**Task statement:**
From the article on biodegradable plastic below, quote the passage that opens with the words containing "Wednesday, 21 June" and closes with "namely biodegradable plastic.".

**Extract provided:**
Biodegradable Plastic Prevents Microplastics

Wednesday, 21 June 2023

Single-use plastics are usually discarded and accumulate on land and oceans. This of course causes a lot of plastic waste problems where. According to data from the EPA, there are 8.6 billion tons of plastic that we have produced until now. Meanwhile, only 91.3% of the plastic has successfully passed the recycle process. Thus, we need a new solution to overcome the problem of plastic waste, namely biodegradable plastic.

This environmentally friendly plastic is the result of expert development. The main goal is to make plastic that has the same quality as regular plastic but can decompose faster in the environment. This means that they have less negative impact on the earth, which in turn means lower levels of plastic pollution. While conventional plastics take hundreds of years to decompose, Greenhope's biodegradable plastics can decompose in just 6 months-5 years. If we analogize it, it is almost like the speed of a snail compared to the speed of a super jet airplane.

In short, biodegradable plastics are plastics that break down faster through oxidation. Moreover, these plastics have also been tested for safety. In a sense, biodegradable will not cause health problems for humans. This is because oxium prevents microplastics which will only add to the pollution problem.

**Input data:**
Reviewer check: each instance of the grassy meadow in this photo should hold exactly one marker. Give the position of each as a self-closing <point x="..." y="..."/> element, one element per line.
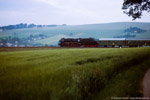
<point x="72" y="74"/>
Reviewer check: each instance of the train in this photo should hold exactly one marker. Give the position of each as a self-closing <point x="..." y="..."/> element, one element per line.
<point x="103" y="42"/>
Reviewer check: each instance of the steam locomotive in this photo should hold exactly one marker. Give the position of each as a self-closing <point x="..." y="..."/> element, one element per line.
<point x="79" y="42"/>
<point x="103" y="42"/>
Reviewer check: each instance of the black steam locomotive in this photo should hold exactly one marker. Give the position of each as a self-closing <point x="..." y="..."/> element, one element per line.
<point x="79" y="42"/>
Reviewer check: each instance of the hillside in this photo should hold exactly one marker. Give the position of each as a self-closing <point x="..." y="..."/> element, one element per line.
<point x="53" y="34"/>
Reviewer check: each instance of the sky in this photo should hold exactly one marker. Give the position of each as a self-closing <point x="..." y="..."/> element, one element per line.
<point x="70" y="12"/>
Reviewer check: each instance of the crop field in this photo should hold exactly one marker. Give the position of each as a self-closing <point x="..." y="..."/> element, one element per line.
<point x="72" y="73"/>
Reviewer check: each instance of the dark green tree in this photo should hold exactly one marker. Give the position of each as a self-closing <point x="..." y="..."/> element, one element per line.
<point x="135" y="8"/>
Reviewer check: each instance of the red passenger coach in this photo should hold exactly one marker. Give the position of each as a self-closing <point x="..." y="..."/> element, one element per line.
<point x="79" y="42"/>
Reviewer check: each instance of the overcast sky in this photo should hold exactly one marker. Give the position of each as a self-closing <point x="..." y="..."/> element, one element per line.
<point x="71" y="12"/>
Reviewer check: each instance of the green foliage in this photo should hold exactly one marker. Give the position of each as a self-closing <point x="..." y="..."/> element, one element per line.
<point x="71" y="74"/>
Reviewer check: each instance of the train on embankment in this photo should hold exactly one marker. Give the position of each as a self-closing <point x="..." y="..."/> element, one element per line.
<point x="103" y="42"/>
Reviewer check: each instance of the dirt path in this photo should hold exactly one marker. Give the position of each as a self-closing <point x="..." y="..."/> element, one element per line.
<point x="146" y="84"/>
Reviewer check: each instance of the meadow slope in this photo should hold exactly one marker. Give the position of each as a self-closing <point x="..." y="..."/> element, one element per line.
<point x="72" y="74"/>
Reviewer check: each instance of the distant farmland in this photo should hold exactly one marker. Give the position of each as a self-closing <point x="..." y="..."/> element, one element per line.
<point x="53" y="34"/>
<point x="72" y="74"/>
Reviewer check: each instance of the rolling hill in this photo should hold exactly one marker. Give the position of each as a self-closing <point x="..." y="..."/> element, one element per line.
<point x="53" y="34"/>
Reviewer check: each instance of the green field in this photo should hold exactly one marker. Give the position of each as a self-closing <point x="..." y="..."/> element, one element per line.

**Answer section:**
Wednesday, 21 June 2023

Single-use plastics are usually discarded and accumulate on land and oceans. This of course causes a lot of plastic waste problems where. According to data from the EPA, there are 8.6 billion tons of plastic that we have produced until now. Meanwhile, only 91.3% of the plastic has successfully passed the recycle process. Thus, we need a new solution to overcome the problem of plastic waste, namely biodegradable plastic.